STATED GOAL
Repeat the rows below word for word, leaving out the pictures.

===== SUPPLIED DATA

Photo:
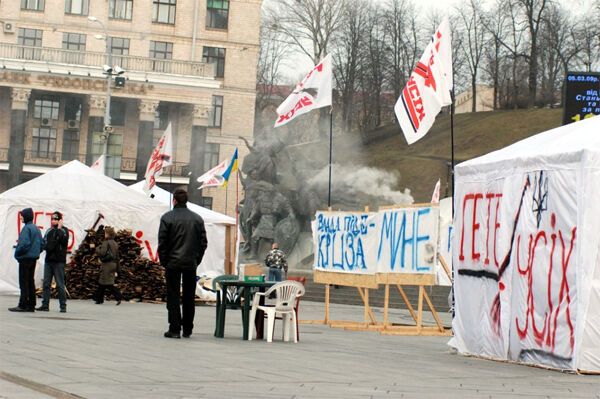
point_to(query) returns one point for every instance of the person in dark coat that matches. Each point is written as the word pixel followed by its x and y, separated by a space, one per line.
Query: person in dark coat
pixel 108 253
pixel 27 253
pixel 55 244
pixel 181 245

==========

PROBLEM SOLUTION
Photo:
point_to(query) returns one point for every instance of the person in dark coat that matches. Each point is written as the word pixel followed by its x and y, separated by a space, one per line.
Query: person in dark coat
pixel 108 253
pixel 27 253
pixel 55 244
pixel 181 245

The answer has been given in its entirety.